# [Work required]
Reproduce, character for character, everything in the material from the line containing "Q: Identify a point on each instance of the dormer" down to the line containing "[(388, 324)]", including both of those lines.

# [Available records]
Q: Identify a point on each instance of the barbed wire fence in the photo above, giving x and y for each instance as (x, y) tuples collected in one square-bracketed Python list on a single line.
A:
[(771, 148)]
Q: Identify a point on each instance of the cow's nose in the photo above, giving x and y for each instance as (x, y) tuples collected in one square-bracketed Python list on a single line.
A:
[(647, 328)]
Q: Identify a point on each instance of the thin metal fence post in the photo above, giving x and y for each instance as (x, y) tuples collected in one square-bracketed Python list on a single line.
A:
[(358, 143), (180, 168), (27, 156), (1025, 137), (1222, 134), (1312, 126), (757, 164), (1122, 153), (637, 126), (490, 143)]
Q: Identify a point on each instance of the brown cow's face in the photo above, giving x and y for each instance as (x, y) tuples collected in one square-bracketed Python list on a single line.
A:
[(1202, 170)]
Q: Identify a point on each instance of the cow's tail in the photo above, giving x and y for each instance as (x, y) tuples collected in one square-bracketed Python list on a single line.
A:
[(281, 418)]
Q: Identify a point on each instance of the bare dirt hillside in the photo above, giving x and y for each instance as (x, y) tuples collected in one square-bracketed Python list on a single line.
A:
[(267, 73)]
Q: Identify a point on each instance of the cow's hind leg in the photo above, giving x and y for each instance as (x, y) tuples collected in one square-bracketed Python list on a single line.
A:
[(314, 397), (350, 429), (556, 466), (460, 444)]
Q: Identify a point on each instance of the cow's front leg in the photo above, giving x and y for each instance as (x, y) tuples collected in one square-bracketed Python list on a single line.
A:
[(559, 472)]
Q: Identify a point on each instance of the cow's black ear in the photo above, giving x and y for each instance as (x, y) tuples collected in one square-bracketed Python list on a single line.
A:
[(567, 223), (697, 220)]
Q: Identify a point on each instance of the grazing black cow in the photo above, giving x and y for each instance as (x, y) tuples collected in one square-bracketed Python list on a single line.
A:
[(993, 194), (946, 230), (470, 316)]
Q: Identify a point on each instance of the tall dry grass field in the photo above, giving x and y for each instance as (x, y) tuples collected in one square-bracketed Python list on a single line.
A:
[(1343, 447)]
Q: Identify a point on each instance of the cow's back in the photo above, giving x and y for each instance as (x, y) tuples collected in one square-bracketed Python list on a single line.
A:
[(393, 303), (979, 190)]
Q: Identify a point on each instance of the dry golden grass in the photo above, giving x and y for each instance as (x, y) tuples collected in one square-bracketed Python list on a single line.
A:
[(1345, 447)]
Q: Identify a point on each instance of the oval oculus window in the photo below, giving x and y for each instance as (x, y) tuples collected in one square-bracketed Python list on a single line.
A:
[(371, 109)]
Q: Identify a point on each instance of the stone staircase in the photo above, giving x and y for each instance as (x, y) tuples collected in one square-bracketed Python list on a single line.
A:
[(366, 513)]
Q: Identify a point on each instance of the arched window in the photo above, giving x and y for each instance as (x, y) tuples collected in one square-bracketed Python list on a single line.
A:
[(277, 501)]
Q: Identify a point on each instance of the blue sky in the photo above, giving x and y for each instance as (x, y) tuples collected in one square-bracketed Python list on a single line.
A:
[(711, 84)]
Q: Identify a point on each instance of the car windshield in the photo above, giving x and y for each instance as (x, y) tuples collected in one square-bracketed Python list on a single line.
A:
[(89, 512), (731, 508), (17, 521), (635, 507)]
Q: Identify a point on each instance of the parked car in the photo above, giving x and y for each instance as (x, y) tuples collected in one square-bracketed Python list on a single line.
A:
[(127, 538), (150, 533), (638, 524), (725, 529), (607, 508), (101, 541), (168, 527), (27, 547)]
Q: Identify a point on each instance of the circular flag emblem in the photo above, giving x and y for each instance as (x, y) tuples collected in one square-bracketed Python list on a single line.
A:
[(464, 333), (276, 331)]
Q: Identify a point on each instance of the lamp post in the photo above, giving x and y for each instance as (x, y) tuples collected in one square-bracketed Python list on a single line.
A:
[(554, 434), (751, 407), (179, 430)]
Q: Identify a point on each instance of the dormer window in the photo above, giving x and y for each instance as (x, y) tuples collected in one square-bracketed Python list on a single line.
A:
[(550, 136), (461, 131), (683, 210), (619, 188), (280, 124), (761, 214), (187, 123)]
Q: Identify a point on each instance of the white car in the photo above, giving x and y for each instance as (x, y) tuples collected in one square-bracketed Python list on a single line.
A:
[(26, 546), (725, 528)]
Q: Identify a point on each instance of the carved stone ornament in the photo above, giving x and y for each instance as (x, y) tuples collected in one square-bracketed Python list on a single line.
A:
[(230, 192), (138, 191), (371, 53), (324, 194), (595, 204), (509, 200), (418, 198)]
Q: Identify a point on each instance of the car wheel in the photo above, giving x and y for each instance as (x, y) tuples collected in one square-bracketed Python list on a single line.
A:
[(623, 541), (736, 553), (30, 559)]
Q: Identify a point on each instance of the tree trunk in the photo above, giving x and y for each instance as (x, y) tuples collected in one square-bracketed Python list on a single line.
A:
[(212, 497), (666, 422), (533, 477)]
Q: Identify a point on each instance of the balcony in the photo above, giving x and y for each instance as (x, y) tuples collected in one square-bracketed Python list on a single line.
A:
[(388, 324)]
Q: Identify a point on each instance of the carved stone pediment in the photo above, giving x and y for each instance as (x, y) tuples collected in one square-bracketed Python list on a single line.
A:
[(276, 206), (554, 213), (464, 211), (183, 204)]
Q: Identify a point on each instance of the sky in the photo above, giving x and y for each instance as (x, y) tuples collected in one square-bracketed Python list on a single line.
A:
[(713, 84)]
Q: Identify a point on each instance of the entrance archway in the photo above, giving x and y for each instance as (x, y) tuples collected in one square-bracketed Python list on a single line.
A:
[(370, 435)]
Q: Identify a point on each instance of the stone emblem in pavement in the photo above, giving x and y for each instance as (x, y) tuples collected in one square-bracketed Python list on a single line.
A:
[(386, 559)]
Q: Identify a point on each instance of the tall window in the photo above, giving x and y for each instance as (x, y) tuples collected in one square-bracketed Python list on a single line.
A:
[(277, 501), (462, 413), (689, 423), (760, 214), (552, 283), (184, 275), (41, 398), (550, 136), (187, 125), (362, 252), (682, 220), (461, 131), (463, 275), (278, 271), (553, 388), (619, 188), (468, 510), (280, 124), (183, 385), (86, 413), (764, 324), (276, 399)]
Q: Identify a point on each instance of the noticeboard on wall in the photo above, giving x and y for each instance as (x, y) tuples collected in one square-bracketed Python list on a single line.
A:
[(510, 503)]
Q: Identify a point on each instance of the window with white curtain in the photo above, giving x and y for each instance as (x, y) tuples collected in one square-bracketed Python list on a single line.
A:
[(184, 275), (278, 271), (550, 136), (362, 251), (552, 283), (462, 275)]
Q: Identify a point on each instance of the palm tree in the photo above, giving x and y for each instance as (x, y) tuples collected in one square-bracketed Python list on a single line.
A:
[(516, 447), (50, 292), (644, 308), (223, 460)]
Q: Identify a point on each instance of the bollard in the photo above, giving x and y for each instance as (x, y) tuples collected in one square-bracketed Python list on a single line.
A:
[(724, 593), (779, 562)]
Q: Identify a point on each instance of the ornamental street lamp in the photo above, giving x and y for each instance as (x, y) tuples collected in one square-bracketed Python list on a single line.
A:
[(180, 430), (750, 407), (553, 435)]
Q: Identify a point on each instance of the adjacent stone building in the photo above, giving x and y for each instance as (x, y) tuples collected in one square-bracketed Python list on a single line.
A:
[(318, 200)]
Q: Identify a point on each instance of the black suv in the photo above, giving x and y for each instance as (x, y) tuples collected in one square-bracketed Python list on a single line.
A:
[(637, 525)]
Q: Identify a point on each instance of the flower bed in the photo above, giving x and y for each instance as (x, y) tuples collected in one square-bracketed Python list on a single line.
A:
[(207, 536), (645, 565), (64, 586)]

# [The response]
Q: Identify a point on each instance of the dormer window in the photo above, giving x and y for each instance as (x, y) tuples collected in one square-bracketed Python list on a single line.
A:
[(550, 136), (461, 131), (683, 210), (619, 188), (280, 124), (761, 214), (187, 123)]
Q: Identify a point on each instance of the white car in the photo above, giving x and y for each instance as (x, y) tuples collected in one square-bracketed Python list on a single line.
A:
[(26, 546), (725, 528)]
Q: Identify a point on each instance of the carved stone ornament in the photo above, giving x and y for each instance as (x, y) tuples collected in one square-bracketed Python list on a single line.
A:
[(230, 192), (138, 191), (371, 53), (324, 194), (595, 204), (509, 200), (418, 198)]
Q: Identify a point on each instance of the car wheel in the photo above, giving x and y for each instance as (x, y) tuples collected in one square-bracketed Python list on a single line.
A:
[(623, 541), (736, 553), (30, 559)]
Q: Identify a point on each instance of the tree trunk in the photo above, giving x and y for each instance as (x, y) tuples collected in one square-bracketed Python list on a single line.
A:
[(212, 497), (666, 422), (533, 477)]
Q: Identify a point on each instance of the balcony in the photo above, giving x and y for each instance as (x, y) tuples collected in one square-bracketed Python list on a single line.
A:
[(388, 324)]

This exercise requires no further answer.